Goal A — Reproduce the records word for word and leave out the pictures.

Selected passage —
↓↓↓

As many of the datasets that are in UnifiedQA are already in xP3, we do a simple (and incomplete) check to limit the number of datasets that we download.

In [1]:
xp3_list = [
    "Code Miscellaneous",
    "CodeComplex",
    "Docstring Corpus",
    "GreatCode",
    "State Changes",
    "Closed-book QA",
    "Hotpot QA",
    "Trivia QA",
    "Web Questions",
    "Wiki QA",
    "Extractive QA",
    "Adversarial QA",
    "CMRC2018",
    "DRCD",
    "DuoRC",
    "MLQA",
    "Quoref",
    "ReCoRD",
    "ROPES",
    "SQuAD v2",
    "xQuAD",
    "TyDI QA",
    "Primary",
    "Goldp",
    "Multiple-Choice QA",
    "ARC",
    "C3",
    "CoS-E",
    "Cosmos",
    "DREAM",
    "MultiRC",
    "OpenBookQA",
    "PiQA",
    "QUAIL",
    "QuaRel",
    "QuaRTz",
    "QASC",
    "RACE",
    "SciQ",
    "Social IQA",
    "Wiki Hop",
    "WiQA",
    "Paraphrase Identification",
    "MRPC",
    "PAWS",
    "PAWS-X",
    "QQP",
    "Program Synthesis",
    "APPS",
    "CodeContests",
    "JupyterCodePairs",
    "MBPP",
    "NeuralCodeSearch",
    "XLCoST",
    "Structure-to-text",
    "Common Gen",
    "Wiki Bio",
    "Sentiment",
    "Amazon",
    "App Reviews",
    "IMDB",
    "Rotten Tomatoes",
    "Yelp",
    "Simplification",
    "BiSECT",
    "Summarization",
    "CNN Daily Mail",
    "Gigaword",
    "MultiNews",
    "SamSum",
    "Wiki-Lingua",
    "XLSum",
    "XSum",
    "Topic Classification",
    "AG News",
    "DBPedia",
    "TNEWS",
    "TREC",
    "CSL",
    "Translation",
    "Flores-200",
    "Tatoeba",
    "Word Sense disambiguation",
    "WiC",
    "XL-WiC",
    "Evaluation datasets (included in xP3all except for HumanEval)",
    "Natural Language Inference",
    "ANLI",
    "CB",
    "RTE",
    "XNLI",
    "Coreference Resolution",
    "Winogrande",
    "XWinograd",
    "Program Synthesis",
    "HumanEval",
    "Sentence Completion",
    "COPA",
    "Story Cloze",
    "XCOPA",
    "XStoryCloze",
    "Additional xP3all datasets",
    "Coreference Resolution",
    "WSC (Fixed)",
    "Sentence Completion",
    "HellaSwag",
    "Translation",
    "MultiEurlex",
]

In [2]:
unifiedQA_list = [
    "SQuAD 1.1",
    "SQuAD 2",
    "NewsQA",
    "Quoref",
    "ROPES",
    "NarrativeQA",
    "DROP",
    "NaturalQuestions",
    "MCTest",
    "RACE",
    "OpenBookQA",
    "ARC",
    "CommonsenseQA",
    "QASC",
    "PhysicalIQA",
    "SocialIQA",
    "Winogrande",
    "BoolQ",
    "MultiRC (yes/no)",
    "BoolQ-NP",
]

Now that we've defined the list of datasets (which we found in the paper for UnifiedQA and on the Hugging Face page of xP3) we can do the simple check.

↑↑↑

Records for this task —
↓↓↓

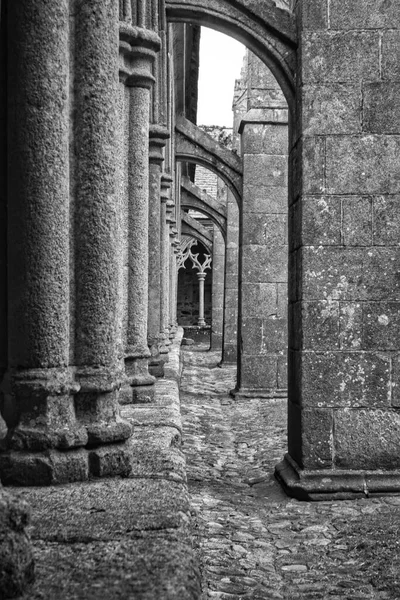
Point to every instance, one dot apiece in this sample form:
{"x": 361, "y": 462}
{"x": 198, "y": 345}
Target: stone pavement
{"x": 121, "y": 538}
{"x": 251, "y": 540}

↑↑↑

Goal B — Decide whether each statement below agrees with the passage on the UnifiedQA and xP3 dataset lists. For each one, answer yes or no and quote the deciding words of the passage. (i) The check is described as simple and incomplete. (ii) The UnifiedQA list was taken from the Hugging Face page of UnifiedQA. (iii) The check is meant to limit the number of datasets that are downloaded.

Full answer A —
Point to every instance, one dot apiece in this sample form:
{"x": 361, "y": 462}
{"x": 198, "y": 345}
Target: stone pavement
{"x": 121, "y": 538}
{"x": 251, "y": 540}

Full answer B —
(i) Yes: "we do a simple (and incomplete) check"
(ii) No: "which we found in the paper for UnifiedQA and on the Hugging Face page of xP3"
(iii) Yes: "to limit the number of datasets that we download"